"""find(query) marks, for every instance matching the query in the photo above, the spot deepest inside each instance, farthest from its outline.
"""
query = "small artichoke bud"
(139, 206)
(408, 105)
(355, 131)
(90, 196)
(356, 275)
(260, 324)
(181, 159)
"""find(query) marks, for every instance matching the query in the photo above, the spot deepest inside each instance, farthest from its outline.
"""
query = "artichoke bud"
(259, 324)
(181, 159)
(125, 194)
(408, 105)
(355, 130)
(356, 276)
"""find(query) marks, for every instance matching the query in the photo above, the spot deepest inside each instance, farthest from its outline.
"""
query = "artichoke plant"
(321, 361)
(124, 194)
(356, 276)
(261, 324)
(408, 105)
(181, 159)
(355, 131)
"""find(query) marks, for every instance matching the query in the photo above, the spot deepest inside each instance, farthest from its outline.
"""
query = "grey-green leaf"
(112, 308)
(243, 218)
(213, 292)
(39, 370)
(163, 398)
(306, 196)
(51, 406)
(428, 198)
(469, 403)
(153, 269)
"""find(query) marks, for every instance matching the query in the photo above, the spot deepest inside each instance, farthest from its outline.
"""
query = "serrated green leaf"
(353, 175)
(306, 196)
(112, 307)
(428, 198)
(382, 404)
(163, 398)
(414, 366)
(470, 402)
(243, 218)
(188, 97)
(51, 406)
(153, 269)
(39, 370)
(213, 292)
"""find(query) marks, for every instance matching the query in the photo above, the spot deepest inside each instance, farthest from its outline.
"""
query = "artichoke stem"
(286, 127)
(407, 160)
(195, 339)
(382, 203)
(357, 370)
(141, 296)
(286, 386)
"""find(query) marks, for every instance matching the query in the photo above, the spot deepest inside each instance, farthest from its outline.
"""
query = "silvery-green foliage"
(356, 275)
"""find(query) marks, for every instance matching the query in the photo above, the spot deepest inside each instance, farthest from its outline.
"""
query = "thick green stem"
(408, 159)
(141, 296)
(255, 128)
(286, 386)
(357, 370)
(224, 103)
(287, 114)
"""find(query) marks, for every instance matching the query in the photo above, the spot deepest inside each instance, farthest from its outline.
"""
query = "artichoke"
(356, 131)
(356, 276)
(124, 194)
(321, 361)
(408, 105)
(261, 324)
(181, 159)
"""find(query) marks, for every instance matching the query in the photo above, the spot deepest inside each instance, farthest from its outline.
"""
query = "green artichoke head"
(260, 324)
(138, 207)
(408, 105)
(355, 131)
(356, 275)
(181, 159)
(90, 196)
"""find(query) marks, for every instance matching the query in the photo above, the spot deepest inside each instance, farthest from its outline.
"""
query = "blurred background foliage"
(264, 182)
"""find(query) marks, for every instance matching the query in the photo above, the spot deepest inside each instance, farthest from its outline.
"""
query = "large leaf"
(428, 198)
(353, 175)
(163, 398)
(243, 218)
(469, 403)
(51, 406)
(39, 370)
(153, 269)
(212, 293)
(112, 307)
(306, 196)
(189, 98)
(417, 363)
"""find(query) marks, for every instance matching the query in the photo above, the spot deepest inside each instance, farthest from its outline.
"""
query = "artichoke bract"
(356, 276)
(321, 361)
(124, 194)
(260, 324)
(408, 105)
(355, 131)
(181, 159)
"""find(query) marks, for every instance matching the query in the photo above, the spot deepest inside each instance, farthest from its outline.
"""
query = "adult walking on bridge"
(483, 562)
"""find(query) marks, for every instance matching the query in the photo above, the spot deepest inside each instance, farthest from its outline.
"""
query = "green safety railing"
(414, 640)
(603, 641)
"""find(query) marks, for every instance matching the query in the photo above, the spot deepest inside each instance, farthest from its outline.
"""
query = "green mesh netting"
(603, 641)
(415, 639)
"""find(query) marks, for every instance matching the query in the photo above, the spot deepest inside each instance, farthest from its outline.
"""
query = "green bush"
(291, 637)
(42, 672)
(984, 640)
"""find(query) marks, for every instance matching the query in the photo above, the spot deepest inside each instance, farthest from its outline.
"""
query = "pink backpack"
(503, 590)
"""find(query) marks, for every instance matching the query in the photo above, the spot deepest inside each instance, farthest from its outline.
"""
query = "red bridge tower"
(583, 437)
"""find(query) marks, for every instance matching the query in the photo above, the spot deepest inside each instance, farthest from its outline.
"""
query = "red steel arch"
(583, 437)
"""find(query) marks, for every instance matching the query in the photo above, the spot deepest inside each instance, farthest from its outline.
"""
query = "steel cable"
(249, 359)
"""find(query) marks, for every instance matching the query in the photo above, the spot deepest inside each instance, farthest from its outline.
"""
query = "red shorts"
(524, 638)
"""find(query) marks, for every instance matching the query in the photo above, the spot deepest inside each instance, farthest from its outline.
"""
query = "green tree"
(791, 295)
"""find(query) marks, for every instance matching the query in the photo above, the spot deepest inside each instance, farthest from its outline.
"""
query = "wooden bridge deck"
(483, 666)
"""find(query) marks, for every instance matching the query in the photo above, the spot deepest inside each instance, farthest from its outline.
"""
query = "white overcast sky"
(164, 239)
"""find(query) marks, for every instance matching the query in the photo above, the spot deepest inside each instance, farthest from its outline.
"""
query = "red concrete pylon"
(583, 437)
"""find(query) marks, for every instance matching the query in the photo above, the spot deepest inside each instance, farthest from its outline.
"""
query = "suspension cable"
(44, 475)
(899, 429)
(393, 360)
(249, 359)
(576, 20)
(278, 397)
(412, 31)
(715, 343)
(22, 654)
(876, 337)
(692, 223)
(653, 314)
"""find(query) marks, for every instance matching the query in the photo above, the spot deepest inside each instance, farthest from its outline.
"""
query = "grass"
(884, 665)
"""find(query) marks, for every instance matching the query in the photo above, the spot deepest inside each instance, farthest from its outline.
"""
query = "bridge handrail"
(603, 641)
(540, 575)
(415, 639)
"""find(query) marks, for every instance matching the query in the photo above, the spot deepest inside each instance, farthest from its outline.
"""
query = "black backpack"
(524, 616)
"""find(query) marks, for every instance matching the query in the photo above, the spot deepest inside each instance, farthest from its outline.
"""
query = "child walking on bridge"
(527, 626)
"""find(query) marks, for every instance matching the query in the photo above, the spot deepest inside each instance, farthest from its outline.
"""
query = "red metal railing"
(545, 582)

▶ Work task
Go through the listing above and set down each line exactly as it stands.

▶ Your solution
"""find(query) marks, for every instance matching the query in the photo above, the spot deepest inside each instance, farthest from its outline.
"""
query = "small artichoke bud"
(139, 206)
(408, 105)
(355, 131)
(90, 196)
(356, 275)
(260, 324)
(181, 159)
"""find(query) marks, for every instance matching the query in the photo above, the spot deepest inside each instance, farthest from its outline.
"""
query = "artichoke bud"
(259, 324)
(181, 159)
(125, 194)
(408, 105)
(355, 130)
(356, 276)
"""find(query) marks, for every instance matching the query in the photo above, the spot deepest inside each instance, farthest from its outline.
"""
query = "artichoke plant"
(321, 361)
(124, 194)
(356, 276)
(261, 324)
(408, 105)
(181, 159)
(355, 131)
"""find(query) marks, for every instance matching the query in the photo above, the spot deepest inside each instance, farthest from its outline.
"""
query = "grey-green leaf"
(112, 308)
(243, 218)
(213, 292)
(39, 370)
(163, 398)
(306, 196)
(51, 406)
(428, 198)
(469, 403)
(153, 269)
"""find(query) marks, for every instance matching the query in the photo above, the spot deepest inside each instance, farthest from its outline.
"""
query = "serrated green leaf"
(353, 175)
(306, 196)
(112, 307)
(428, 198)
(382, 404)
(163, 398)
(414, 366)
(470, 402)
(243, 218)
(188, 97)
(51, 406)
(153, 269)
(39, 370)
(213, 292)
"""find(query) marks, for every instance matching the query in the photo above, the spot deepest inside each instance, farthest from its outline.
"""
query = "artichoke stem"
(286, 127)
(407, 160)
(195, 339)
(382, 203)
(357, 370)
(141, 296)
(286, 386)
"""find(query) marks, for every instance matching the query in the photo above, the spot deepest inside each instance, farthest from its outline.
"""
query = "silvery-green foliage"
(356, 275)
"""find(query) marks, for every instance matching the query in the photo above, the spot deepest inside each instance, farthest from its outline.
"""
query = "thick green stem"
(408, 159)
(141, 296)
(255, 128)
(286, 386)
(357, 370)
(224, 103)
(287, 114)
"""find(query) marks, for every instance matching the query in the photo above, the spot deepest inside each instance, farthest from its outline.
"""
query = "artichoke"
(356, 131)
(356, 276)
(124, 194)
(321, 361)
(408, 105)
(261, 324)
(181, 159)
"""find(query) marks, for every instance matching the query in the photo above, the spot deepest inside each instance, farthest from its outline.
"""
query = "green artichoke head"
(260, 324)
(138, 207)
(408, 105)
(355, 131)
(356, 275)
(181, 159)
(90, 196)
"""find(query) marks, for every instance matching the query in the photo above, the spot deepest inside each instance, farthest from its outline.
"""
query = "blurred background foliage"
(264, 182)
"""find(query) marks, for every instance matching the query in the photo above, the spot deepest inside each instance, farthest from its outline.
"""
query = "large leaf"
(428, 198)
(353, 175)
(163, 398)
(243, 218)
(469, 403)
(51, 406)
(39, 370)
(153, 269)
(212, 293)
(112, 307)
(306, 196)
(189, 98)
(417, 363)
"""find(query) marks, for every instance matching the query in the photo above, the spot deepest inside each instance, farthest from its outline.
"""
query = "artichoke bract"
(356, 276)
(321, 361)
(124, 194)
(260, 324)
(408, 105)
(355, 131)
(181, 159)
"""find(query) marks, for every instance matching the query in the photo above, the spot deepest inside each instance, farthest from its outline.
"""
query = "adult walking on bridge"
(483, 562)
"""find(query) marks, for every instance matching the query in the photo above, the spot deepest inside each instance, farthest from its outline.
"""
query = "green safety railing"
(414, 640)
(603, 641)
"""find(query) marks, for every instance matching the query in the photo above, the spot deepest inside each instance, farthest from its outline.
"""
query = "green mesh netting"
(603, 641)
(415, 639)
"""find(query) marks, for every instance matching the query in the photo above, the spot deepest inside each instance, farthest from its outline.
"""
query = "green bush"
(291, 637)
(42, 672)
(984, 640)
"""find(query) marks, for every instance matching the query in the photo above, the spot deepest inside each instance, farthest from its outline.
"""
query = "pink backpack"
(503, 590)
"""find(query) marks, for every instance matching the query in the photo above, the spot deepest inside each instance, farthest from its outline.
"""
query = "red bridge tower"
(583, 437)
"""find(query) marks, for every instance matching the query in the photo above, the spot deepest inside each instance, farthest from its outline.
"""
query = "red steel arch"
(583, 437)
"""find(query) marks, for every instance matching the query in the photo above, the spot deepest inside each instance, farthest from its outline.
"""
query = "steel cable"
(249, 359)
"""find(query) marks, for every instance matching the query in the photo above, the spot deepest inside each instance, farthest from its outline.
"""
query = "red shorts"
(524, 638)
"""find(query) marks, for every instance matching the query in the photo above, the spot deepest inside each instance, farthest from its outline.
"""
query = "green tree"
(791, 295)
"""find(query) marks, for every instance matching the query in the photo above, the spot deepest inside each instance, farthest from its outline.
"""
query = "wooden bridge deck"
(483, 666)
"""find(query) marks, for every instance matching the query in the photo above, the spot deepest inside each instance, farthest from its outline.
"""
query = "white overcast sky"
(164, 239)
"""find(query) marks, for every instance matching the query in the photo above, the spot deepest inside each instance, farthest from its outline.
"""
query = "red concrete pylon"
(583, 437)
"""find(query) marks, for every instance matching the query in the photo above, the spot deepest inside each instance, farthest from its outline.
"""
query = "suspension cable"
(44, 475)
(899, 429)
(393, 360)
(249, 359)
(576, 20)
(278, 397)
(412, 31)
(715, 343)
(22, 654)
(876, 337)
(692, 223)
(653, 314)
"""find(query) marks, for every instance matching the query in the photo above, the spot deepest inside each instance, farthest from its outline.
"""
query = "grass"
(884, 665)
"""find(query) marks, for every instance matching the query in the photo above, the spot deepest inside each instance, farthest from its outline.
"""
query = "bridge handrail"
(603, 641)
(540, 575)
(415, 639)
"""find(query) marks, for every instance matching the query in the photo above, the spot deepest inside each instance, farthest from its outline.
"""
query = "black backpack"
(524, 616)
"""find(query) marks, for every instance matching the query in the photo above, the spot deepest inside each instance, farthest from its outline.
"""
query = "child walking on bridge"
(527, 626)
"""find(query) marks, for every instance matching the query in the photo above, the spot deepest inside each instance, farthest from its outline.
"""
query = "red metal railing"
(545, 582)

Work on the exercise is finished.